» **Request 1**
From the Windows test-failure issue, list every failed test whose name begins with "testUndo".
» **Request 2**
In the Windows test-failure issue, what elapsed time is reported for the RedoUndoTest run?
» **Request 3**
Write out the part of the Windows test-failure issue that opens with the words containing "Running only RedoUndoTest" and closes with "sec <<< FAILURE!", keeping every character unchanged.

## start Document

Test failures on Windows caused by unclosed data files #32

hhoffstaette · 2013-02-07T11:17:09Z

Running only RedoUndoTest (to isolate from fallout, via mvn test -Dtest=journal.io.api.RedoUndoTest) yields:

-------------------------------------------------------
 T E S T S
-------------------------------------------------------
Running journal.io.api.RedoUndoTest
Tests run: 19, Failures: 10, Errors: 2, Skipped: 0, Time elapsed: 0.601 sec <<< FAILURE!

Results :

Failed tests:   testRedoLargeChunksOfData(journal.io.api.RedoUndoTest): expected:<127> but was:<0>
  testRemoveThroughRedo(journal.io.api.RedoUndoTest): expected:<3> but was:<130>
  testUndoBackwardOrder(journal.io.api.RedoUndoTest)
  testUndoLargeChunksOfData(journal.io.api.RedoUndoTest): arrays first differed at element [0]; expected:<-1> but was:<67>
  testRemoveThroughUndo(journal.io.api.RedoUndoTest): expected:<3> but was:<133>
  testRedoForwardOrder(journal.io.api.RedoUndoTest): expected:<[B]> but was:<[A]>
  testRedoEmptyJournal(journal.io.api.RedoUndoTest): expected:<0> but was:<5>
  testUndoEmptyJournal(journal.io.api.RedoUndoTest): expected:<0> but was:<5>
  testRedoTakesNewWritesIntoAccount(journal.io.api.RedoUndoTest): expected:<[B]> but was:<[A]>
  testUndoDoesntTakeNewWritesIntoAccount(journal.io.api.RedoUndoTest)

## end Document
## start Extracted information

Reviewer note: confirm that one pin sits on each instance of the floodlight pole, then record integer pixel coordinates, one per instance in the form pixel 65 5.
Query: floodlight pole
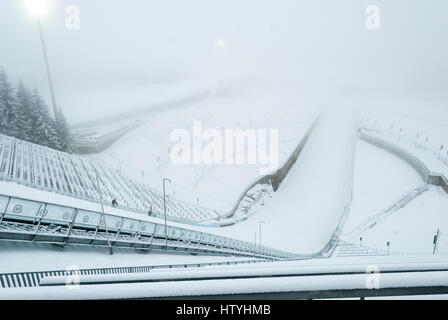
pixel 47 65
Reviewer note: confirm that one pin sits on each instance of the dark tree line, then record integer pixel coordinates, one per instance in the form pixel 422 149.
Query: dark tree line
pixel 25 115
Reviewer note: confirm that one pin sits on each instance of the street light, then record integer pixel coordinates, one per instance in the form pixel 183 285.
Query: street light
pixel 164 211
pixel 220 44
pixel 261 222
pixel 39 8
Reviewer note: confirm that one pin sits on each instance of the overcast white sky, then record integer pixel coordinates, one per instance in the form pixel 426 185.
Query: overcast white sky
pixel 129 53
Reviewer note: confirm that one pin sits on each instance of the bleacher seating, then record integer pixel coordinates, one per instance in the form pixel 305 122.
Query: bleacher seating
pixel 74 175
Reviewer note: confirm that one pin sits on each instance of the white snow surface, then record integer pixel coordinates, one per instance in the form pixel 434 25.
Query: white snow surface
pixel 304 213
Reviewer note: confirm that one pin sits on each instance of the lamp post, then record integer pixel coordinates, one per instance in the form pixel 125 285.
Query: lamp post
pixel 38 8
pixel 164 210
pixel 220 43
pixel 261 222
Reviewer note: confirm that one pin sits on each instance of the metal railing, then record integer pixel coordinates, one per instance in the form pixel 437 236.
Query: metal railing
pixel 27 220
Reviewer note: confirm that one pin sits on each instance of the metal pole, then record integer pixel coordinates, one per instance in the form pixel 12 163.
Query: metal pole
pixel 164 211
pixel 47 65
pixel 436 240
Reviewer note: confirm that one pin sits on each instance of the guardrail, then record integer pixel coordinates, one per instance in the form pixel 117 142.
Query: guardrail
pixel 32 279
pixel 26 220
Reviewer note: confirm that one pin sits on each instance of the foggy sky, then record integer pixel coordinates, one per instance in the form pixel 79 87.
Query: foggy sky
pixel 128 53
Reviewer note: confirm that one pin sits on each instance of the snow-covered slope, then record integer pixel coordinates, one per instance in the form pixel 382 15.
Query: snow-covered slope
pixel 307 209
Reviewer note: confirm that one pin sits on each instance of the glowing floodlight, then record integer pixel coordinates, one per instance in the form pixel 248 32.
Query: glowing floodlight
pixel 38 8
pixel 220 42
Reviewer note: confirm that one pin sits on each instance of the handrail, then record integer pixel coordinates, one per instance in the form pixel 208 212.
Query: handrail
pixel 19 210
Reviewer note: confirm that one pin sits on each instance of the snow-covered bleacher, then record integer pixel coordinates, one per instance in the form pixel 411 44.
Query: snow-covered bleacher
pixel 43 168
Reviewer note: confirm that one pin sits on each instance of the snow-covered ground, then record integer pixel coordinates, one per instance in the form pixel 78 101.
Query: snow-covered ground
pixel 380 179
pixel 412 264
pixel 26 257
pixel 148 147
pixel 297 218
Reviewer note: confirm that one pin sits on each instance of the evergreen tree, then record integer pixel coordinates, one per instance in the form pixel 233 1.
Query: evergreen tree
pixel 7 105
pixel 23 124
pixel 25 115
pixel 63 131
pixel 44 128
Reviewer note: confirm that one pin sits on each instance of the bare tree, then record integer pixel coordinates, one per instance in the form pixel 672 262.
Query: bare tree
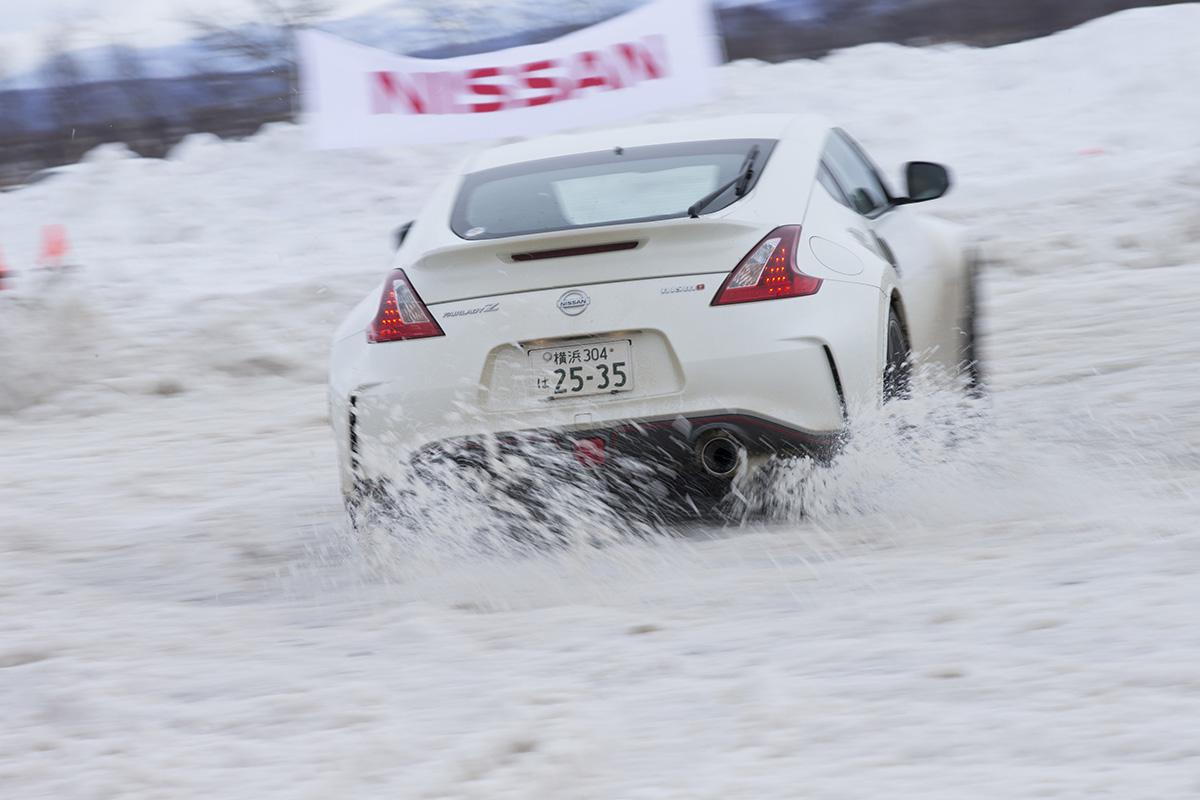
pixel 65 77
pixel 268 40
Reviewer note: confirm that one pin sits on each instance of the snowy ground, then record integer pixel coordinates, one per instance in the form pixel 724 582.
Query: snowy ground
pixel 1006 617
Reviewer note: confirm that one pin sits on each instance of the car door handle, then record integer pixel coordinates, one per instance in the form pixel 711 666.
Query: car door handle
pixel 886 251
pixel 861 236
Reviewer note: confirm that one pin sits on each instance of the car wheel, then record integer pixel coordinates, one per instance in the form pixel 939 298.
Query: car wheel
pixel 898 370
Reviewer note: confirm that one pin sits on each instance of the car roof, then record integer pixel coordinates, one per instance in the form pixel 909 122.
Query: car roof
pixel 736 126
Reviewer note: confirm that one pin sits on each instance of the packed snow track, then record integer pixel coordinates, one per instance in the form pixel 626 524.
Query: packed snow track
pixel 985 599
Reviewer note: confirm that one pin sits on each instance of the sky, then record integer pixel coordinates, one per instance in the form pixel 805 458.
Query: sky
pixel 25 24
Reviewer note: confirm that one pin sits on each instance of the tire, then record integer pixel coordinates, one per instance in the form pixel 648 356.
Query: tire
pixel 898 368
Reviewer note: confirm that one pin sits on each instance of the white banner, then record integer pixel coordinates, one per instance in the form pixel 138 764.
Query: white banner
pixel 652 58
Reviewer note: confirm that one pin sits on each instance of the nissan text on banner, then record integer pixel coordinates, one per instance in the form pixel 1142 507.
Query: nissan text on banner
pixel 648 59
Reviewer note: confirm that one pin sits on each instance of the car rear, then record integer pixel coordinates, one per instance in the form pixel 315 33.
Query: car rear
pixel 604 323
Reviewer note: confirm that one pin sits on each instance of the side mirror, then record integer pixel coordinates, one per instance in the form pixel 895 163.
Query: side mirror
pixel 925 181
pixel 401 233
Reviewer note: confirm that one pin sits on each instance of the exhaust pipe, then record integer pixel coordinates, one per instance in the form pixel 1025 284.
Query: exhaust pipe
pixel 721 455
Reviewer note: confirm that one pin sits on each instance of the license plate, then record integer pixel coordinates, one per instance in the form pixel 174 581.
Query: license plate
pixel 580 370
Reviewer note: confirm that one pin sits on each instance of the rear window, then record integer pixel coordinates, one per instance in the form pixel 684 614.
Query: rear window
pixel 601 188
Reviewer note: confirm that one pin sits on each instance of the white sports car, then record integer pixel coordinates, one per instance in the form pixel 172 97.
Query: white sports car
pixel 684 296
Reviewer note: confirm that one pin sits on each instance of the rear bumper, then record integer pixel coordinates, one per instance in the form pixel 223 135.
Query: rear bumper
pixel 780 376
pixel 646 465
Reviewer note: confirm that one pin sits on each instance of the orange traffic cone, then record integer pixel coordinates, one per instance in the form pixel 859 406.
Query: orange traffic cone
pixel 54 246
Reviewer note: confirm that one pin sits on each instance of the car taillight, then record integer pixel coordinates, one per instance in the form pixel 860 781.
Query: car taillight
pixel 768 271
pixel 401 316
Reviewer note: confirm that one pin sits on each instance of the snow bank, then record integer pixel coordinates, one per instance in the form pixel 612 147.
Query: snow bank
pixel 991 609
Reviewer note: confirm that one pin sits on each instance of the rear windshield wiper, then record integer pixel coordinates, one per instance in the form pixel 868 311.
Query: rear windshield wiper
pixel 741 181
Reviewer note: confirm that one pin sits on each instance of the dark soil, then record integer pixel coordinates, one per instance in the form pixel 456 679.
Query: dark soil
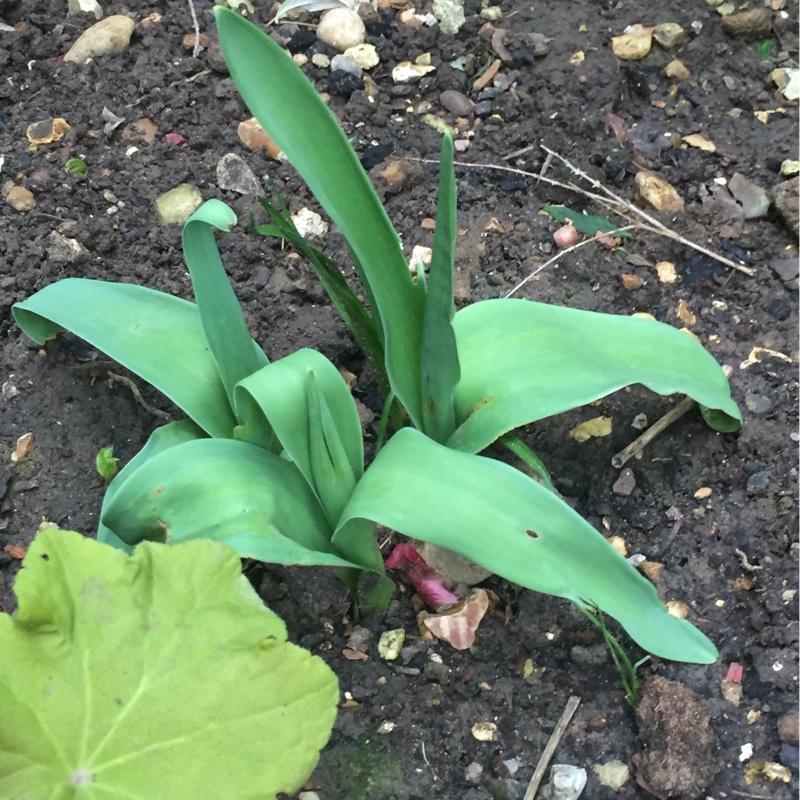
pixel 731 556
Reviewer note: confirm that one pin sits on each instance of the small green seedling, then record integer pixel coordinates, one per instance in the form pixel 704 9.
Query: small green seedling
pixel 77 168
pixel 764 49
pixel 106 463
pixel 160 674
pixel 590 224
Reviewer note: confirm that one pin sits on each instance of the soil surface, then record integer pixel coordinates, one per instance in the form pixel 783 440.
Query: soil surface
pixel 730 554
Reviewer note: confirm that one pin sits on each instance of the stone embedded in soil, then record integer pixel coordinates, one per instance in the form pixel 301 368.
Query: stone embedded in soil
pixel 61 250
pixel 341 28
pixel 613 774
pixel 634 44
pixel 456 102
pixel 625 483
pixel 669 34
pixel 758 483
pixel 785 197
pixel 758 404
pixel 252 136
pixel 21 199
pixel 365 55
pixel 450 14
pixel 233 175
pixel 177 205
pixel 657 192
pixel 677 70
pixel 399 174
pixel 754 22
pixel 753 199
pixel 109 37
pixel 674 726
pixel 789 728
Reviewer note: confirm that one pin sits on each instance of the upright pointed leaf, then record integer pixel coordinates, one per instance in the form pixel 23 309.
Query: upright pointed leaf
pixel 508 523
pixel 157 336
pixel 523 361
pixel 220 312
pixel 291 111
pixel 439 362
pixel 232 492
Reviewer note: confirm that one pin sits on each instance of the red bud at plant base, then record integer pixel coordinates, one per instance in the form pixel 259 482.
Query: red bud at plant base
pixel 426 580
pixel 566 236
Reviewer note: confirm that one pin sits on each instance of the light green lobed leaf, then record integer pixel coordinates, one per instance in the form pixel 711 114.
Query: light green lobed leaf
pixel 157 675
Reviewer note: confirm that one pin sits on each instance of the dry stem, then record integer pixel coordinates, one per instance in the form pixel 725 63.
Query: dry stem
pixel 549 750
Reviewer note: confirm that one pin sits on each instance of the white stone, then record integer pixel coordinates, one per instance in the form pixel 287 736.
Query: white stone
pixel 365 55
pixel 341 28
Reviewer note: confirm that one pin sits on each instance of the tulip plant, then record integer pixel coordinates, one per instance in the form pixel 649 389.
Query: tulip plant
pixel 270 458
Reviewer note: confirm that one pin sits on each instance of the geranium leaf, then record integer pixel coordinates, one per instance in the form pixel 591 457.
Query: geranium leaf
pixel 157 675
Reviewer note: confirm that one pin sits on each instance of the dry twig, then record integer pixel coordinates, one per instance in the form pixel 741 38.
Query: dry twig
pixel 636 447
pixel 608 200
pixel 549 750
pixel 156 412
pixel 197 48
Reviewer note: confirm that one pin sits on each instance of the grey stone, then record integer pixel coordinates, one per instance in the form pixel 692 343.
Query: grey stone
pixel 758 404
pixel 753 199
pixel 786 203
pixel 757 483
pixel 233 175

## end Extracted information

» **Expected output 1**
testUndoBackwardOrder
testUndoLargeChunksOfData
testUndoEmptyJournal
testUndoDoesntTakeNewWritesIntoAccount

» **Expected output 2**
0.601 seconds.

» **Expected output 3**
Running only RedoUndoTest (to isolate from fallout, via mvn test -Dtest=journal.io.api.RedoUndoTest) yields:

-------------------------------------------------------
 T E S T S
-------------------------------------------------------
Running journal.io.api.RedoUndoTest
Tests run: 19, Failures: 10, Errors: 2, Skipped: 0, Time elapsed: 0.601 sec <<< FAILURE!